===== ФРАГМЕНТ ДОКУМЕНТА =====
Сегодня в проекте «Ровесники века» протоиерей Виктор Матвеев, настоятель Николо-Зарецкого храма Тулы и руководитель епархиального отдела по взаимодействию с Вооруженными Силами. Помимо этого отец Виктор – добрый семьянин, отец и дедушка, резчик по дереву и кузнец, в том числе и своего счастья, заключающегося в том, чтобы жить с Богом и служить Богу, восстанавливая храмы и являясь мудрым пастырем для своих прихожан…
Отче, людям интересно, почему обычный человек жил себе жил и вдруг стал священником… Вот вы росли в обычной советской семье и решили связать свою жизнь с Церковью в достаточно зрелом возрасте, что повлияло на ваше решение идти к Богу?
Я воспитывался в обычной советской семье… Родился в Москве – там учились и работали мои родители. Когда мне было три года, семья перебралась в Тулу. Окончил восьмилетку, потом техническое училище. Отслужил два года в войсках ПВО (Противовоздушной обороны – Авт.), демобилизовался, устроился в тульское опытно-конструкторское бюро автоматики, где за 24 года прошел путь от ученика фрезеровщика до заместителя директора предприятия.
=====
* **ЗАДАНИЕ 1**
Выведите без изменений сохранённые строки: начните со строки, где есть «Target: wooden fence», и закончите строкой, где есть «(1063, 257)».
Фрагмент документа и строки взяты из разных источников.
===== СОХРАНЁННЫЕ СТРОКИ =====
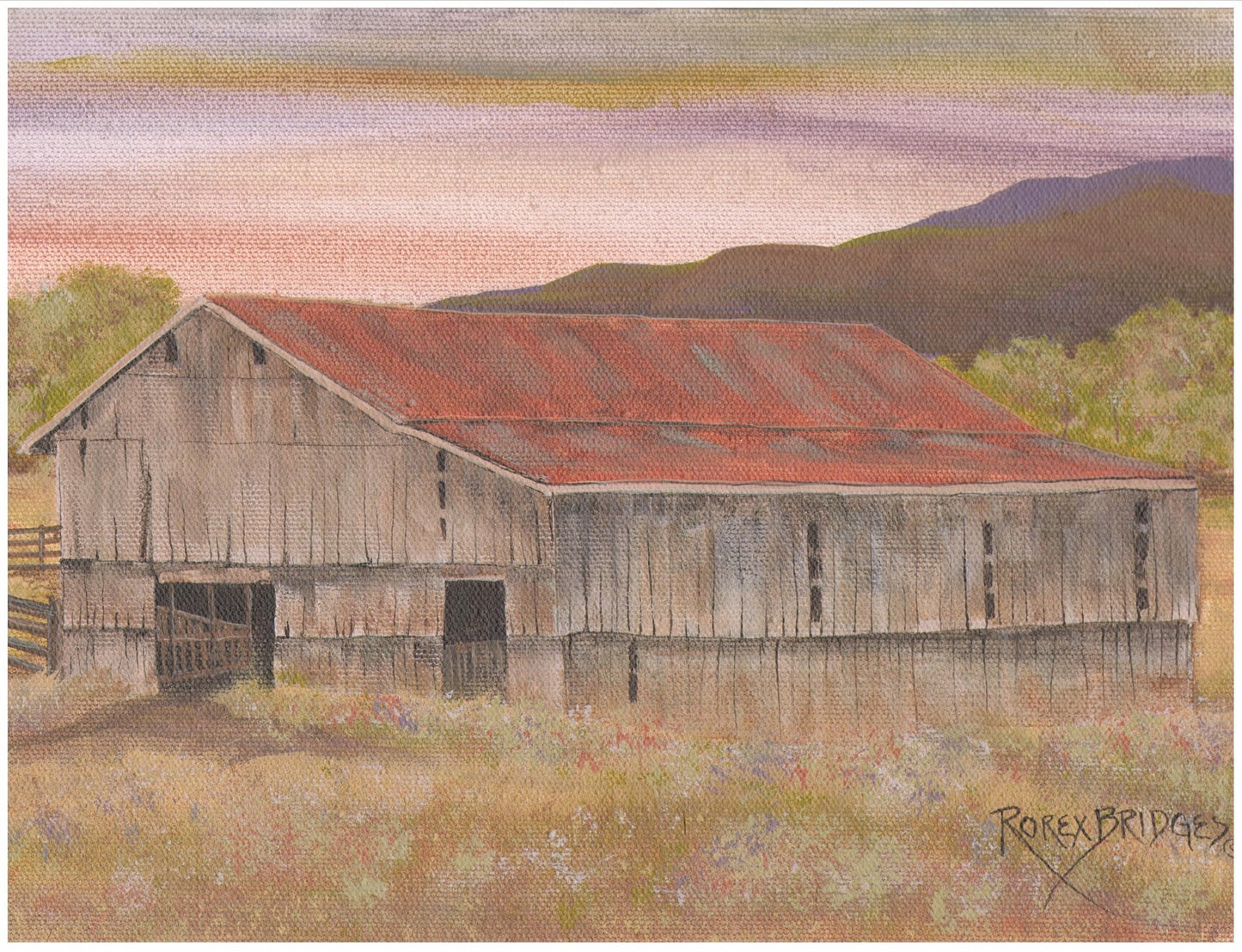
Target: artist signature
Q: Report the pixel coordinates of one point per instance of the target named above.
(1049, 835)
=====
===== СОХРАНЁННЫЕ СТРОКИ =====
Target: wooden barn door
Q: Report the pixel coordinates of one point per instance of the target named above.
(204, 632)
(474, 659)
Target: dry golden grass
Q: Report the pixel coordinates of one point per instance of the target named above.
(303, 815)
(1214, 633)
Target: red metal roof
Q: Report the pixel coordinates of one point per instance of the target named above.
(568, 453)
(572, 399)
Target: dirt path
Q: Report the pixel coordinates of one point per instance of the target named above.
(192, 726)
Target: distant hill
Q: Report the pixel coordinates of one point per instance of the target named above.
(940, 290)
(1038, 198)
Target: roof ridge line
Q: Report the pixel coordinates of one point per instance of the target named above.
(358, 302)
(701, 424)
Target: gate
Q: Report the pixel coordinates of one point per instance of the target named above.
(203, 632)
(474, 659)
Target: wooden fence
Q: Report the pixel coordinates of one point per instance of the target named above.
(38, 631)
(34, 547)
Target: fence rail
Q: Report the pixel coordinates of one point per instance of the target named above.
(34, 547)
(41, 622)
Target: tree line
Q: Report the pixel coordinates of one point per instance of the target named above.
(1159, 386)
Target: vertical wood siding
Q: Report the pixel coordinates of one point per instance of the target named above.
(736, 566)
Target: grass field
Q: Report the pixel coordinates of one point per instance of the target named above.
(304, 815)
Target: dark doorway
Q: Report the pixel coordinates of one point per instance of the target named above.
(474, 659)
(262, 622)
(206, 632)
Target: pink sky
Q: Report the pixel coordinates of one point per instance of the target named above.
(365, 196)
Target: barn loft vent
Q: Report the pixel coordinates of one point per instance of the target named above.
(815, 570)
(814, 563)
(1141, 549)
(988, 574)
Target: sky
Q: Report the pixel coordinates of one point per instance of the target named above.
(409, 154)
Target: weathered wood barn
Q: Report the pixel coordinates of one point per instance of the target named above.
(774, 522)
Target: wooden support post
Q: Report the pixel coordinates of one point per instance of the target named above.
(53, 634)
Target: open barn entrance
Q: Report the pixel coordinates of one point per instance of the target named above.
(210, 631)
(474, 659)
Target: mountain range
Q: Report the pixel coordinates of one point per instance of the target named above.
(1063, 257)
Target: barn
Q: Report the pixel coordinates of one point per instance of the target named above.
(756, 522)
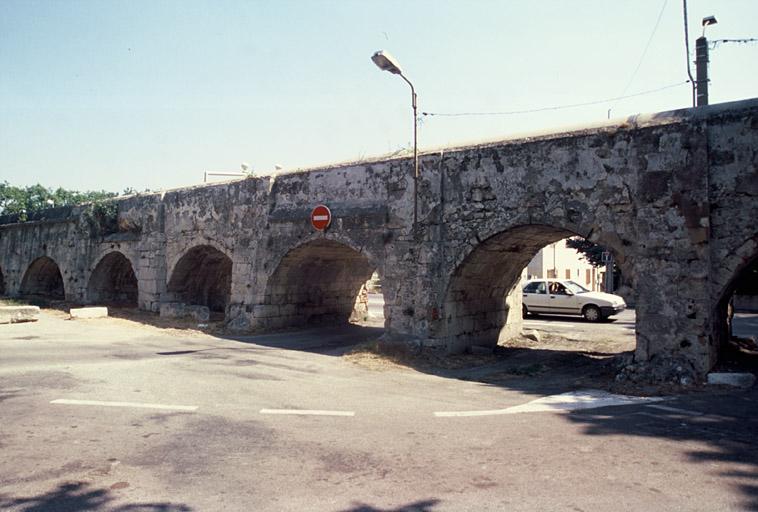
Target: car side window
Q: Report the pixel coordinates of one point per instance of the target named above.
=====
* **ЗАДАНИЕ 2**
Ответьте по фрагменту документа:
(a) Настоятелем какого храма является протоиерей Виктор Матвеев?
(b) В каком городе он родился?
(c) Сколько лет он проработал в тульском опытно-конструкторском бюро автоматики?

* **ПОЛНЫЙ ОТВЕТ 1**
Target: wooden fence
Q: Report the pixel coordinates of one point per instance of the target named above.
(38, 631)
(34, 547)
Target: fence rail
Q: Report the pixel coordinates of one point per instance of the target named above.
(34, 547)
(41, 622)
Target: tree line
Q: Report the pixel coordinates of one point per instance of the target named above.
(1159, 386)
Target: vertical wood siding
Q: Report the pixel coordinates of one point per instance of the target named above.
(736, 566)
Target: grass field
Q: Report the pixel coordinates of one point per instance of the target named above.
(304, 815)
Target: dark doorway
Q: Report the pixel coordinates of one point per instance of the target named above.
(474, 659)
(262, 622)
(206, 632)
Target: pink sky
Q: Report the pixel coordinates of one point per instance of the target named above.
(365, 196)
Target: barn loft vent
Q: Report the pixel coordinates of one point per instance of the target named above.
(815, 570)
(814, 563)
(1141, 549)
(988, 574)
Target: sky
Q: Report the pixel coordinates of one point per instance of the target named above.
(409, 154)
Target: weathered wood barn
Q: Report the pixel coordinates of one point per instance of the target named above.
(774, 522)
Target: wooden support post
Q: Report the pixel coordinates of one point per instance of the target named above.
(53, 634)
Target: open barn entrance
Q: Report the pixel coordinates of one point per instance of the target named above.
(210, 631)
(474, 659)
Target: mountain range
Q: Report the pixel coordinates of one point per instance of the target named above.
(1063, 257)

* **ПОЛНЫЙ ОТВЕТ 2**
(a) Николо-Зарецкого храма Тулы.
(b) В Москве.
(c) 24 года.